— begin Input —

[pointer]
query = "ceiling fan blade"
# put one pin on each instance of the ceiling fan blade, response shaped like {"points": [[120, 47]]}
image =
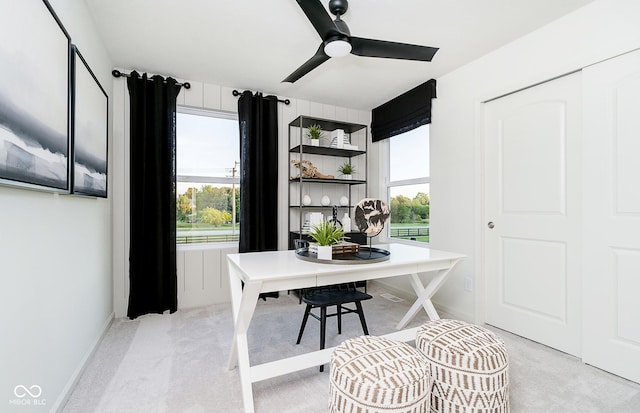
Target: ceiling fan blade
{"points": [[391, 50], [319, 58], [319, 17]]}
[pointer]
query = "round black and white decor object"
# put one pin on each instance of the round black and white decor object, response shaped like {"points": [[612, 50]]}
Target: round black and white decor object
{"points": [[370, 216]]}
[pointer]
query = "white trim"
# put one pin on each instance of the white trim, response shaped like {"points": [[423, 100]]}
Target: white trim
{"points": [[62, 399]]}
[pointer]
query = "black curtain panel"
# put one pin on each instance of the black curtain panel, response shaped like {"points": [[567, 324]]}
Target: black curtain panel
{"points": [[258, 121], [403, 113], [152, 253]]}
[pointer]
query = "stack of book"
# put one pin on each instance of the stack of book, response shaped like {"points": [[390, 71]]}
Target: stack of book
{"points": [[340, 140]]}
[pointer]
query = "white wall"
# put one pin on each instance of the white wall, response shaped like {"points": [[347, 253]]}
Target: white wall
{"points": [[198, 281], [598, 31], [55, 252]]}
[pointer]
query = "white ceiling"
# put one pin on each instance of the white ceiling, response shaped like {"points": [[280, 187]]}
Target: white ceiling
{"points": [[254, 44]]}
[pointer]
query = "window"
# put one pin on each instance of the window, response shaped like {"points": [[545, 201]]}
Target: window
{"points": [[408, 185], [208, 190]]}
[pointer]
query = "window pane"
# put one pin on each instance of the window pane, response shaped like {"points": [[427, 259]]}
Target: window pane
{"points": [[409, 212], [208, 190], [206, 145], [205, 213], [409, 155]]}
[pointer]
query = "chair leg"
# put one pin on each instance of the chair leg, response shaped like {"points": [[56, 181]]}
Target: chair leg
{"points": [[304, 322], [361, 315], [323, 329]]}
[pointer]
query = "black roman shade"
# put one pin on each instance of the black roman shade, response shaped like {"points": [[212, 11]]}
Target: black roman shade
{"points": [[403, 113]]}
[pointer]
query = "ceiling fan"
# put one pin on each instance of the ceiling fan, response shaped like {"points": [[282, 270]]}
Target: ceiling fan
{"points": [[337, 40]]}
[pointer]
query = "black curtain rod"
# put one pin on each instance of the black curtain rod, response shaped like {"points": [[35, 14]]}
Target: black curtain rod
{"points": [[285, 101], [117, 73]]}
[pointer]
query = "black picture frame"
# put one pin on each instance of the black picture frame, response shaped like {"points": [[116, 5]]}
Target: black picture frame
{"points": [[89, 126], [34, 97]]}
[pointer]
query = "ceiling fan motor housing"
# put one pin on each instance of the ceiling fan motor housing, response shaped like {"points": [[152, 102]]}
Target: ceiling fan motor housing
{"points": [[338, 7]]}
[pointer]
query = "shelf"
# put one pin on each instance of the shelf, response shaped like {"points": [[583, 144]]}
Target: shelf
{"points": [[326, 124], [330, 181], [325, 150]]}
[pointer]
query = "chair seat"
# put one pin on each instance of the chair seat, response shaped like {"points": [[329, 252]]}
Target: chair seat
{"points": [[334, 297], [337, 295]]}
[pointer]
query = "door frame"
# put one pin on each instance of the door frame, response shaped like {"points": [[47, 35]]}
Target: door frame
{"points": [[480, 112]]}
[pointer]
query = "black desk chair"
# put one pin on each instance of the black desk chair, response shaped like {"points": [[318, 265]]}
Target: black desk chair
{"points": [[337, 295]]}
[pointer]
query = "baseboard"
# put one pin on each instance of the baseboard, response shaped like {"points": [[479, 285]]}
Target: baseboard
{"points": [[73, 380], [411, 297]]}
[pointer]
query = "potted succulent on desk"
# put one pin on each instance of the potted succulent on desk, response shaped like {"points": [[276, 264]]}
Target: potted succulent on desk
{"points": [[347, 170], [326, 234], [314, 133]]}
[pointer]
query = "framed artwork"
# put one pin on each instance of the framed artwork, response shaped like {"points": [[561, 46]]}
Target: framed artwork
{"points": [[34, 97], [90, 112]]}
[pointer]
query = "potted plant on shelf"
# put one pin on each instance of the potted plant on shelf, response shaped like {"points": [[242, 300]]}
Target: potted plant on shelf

— end Input —

Pictures are not part of the copy; reproduce everything else in the records exactly.

[pointer]
query = "ceiling fan blade"
# put one pin on each instance of the ceiling fan blade, response shaped like {"points": [[120, 47]]}
image =
Target: ceiling fan blade
{"points": [[391, 50], [319, 58], [319, 17]]}
[pointer]
query = "round black and white decor object"
# put one pin on each instance of the round black and white decor object, response shaped like {"points": [[612, 50]]}
Target: round black and white decor object
{"points": [[370, 216]]}
[pointer]
query = "white trim"
# put one pin on each instance of the white trim, response shaped like {"points": [[423, 100]]}
Target: white trim
{"points": [[62, 399]]}
[pointer]
query = "black curtain panel"
# put one pin on each instance of the black curtain panel, response shaped like {"points": [[567, 324]]}
Target: black curtain panel
{"points": [[258, 121], [403, 113], [152, 253]]}
[pointer]
query = "stack of book"
# put one pin on each instance of the stack of book, response shaped like {"points": [[390, 71]]}
Target: stack of book
{"points": [[340, 140]]}
[pointer]
query = "white wall"
# put one pin on each instance of the white wall, response shaped like {"points": [[347, 253]]}
Target: white wall
{"points": [[198, 281], [598, 31], [55, 252]]}
[pointer]
query = "white ceiling"
# put one pin on each instance of the white ceiling, response shaped like {"points": [[280, 187]]}
Target: white ceiling
{"points": [[254, 44]]}
[pointer]
query = "window"
# put one pin on each instance of the window, response shaped like {"points": [[545, 201]]}
Target: window
{"points": [[408, 185], [208, 190]]}
[pointer]
query = "window pane"
# put one pin on each instance of the window pane, response shaped like {"points": [[427, 259]]}
Target: window pane
{"points": [[409, 212], [208, 190], [206, 145], [205, 213], [409, 155]]}
[pointer]
query = "chair leg"
# put one pin on each instance of the chair leg, response shaped like {"points": [[56, 181]]}
Target: chair leg
{"points": [[304, 322], [361, 315], [323, 329]]}
[pointer]
query = "black roman shade"
# put one pin on each instance of the black roman shade, response shaped like {"points": [[212, 11]]}
Target: black roman shade
{"points": [[403, 113]]}
[pointer]
query = "ceiling fan"
# put one pin on each instance of the ceiling fan, response shaped like {"points": [[282, 270]]}
Target: ceiling fan
{"points": [[337, 40]]}
[pointer]
query = "black curtain rod"
# put one pin on each instance of the black curtain rod, response shaped like {"points": [[35, 14]]}
Target: black curtain rod
{"points": [[285, 101], [117, 73]]}
[pointer]
query = "black picture frame"
# put one pin on each instance of the black picture frame, response shaped like {"points": [[116, 5]]}
Target: black picture frame
{"points": [[89, 126], [34, 97]]}
[pointer]
query = "ceiling fan motor housing"
# put one pin on each instance of the ceiling fan motor housing, response shaped like {"points": [[152, 102]]}
Target: ceiling fan motor housing
{"points": [[338, 7]]}
[pointer]
query = "shelf"
# put one pin on each instance of the shelf, response shaped like {"points": [[583, 144]]}
Target: shelf
{"points": [[326, 124], [330, 181], [325, 150]]}
[pointer]
query = "chair seat"
# put one pin on each instance of the chair seat, response shaped like {"points": [[329, 252]]}
Target: chair seat
{"points": [[334, 297], [337, 295]]}
[pointer]
query = "door frame"
# put one pin on each instance of the door frame, response shaped like {"points": [[47, 35]]}
Target: door frame
{"points": [[480, 112]]}
[pointer]
query = "black desk chair"
# put one pin on each instance of the black desk chair, response shaped like {"points": [[318, 265]]}
Target: black desk chair
{"points": [[337, 295]]}
[pointer]
query = "baseboard"
# put one pin on each instance of the baseboard, response shaped like {"points": [[479, 285]]}
Target: baseboard
{"points": [[73, 380], [411, 297]]}
[pointer]
query = "potted succulent on desk"
# put one pin on each instance of the potted succulent on desk, response shaped like {"points": [[276, 264]]}
Target: potted succulent on desk
{"points": [[347, 170], [326, 234], [314, 133]]}
[pointer]
query = "framed artwork"
# put one pin on each instance of the framed artwork, response shaped like {"points": [[561, 46]]}
Target: framed artwork
{"points": [[34, 97], [90, 112]]}
[pointer]
query = "potted plant on shelf"
# put one pin on each instance of the potted plant on shelf, response shaped like {"points": [[242, 300]]}
Target: potted plant on shelf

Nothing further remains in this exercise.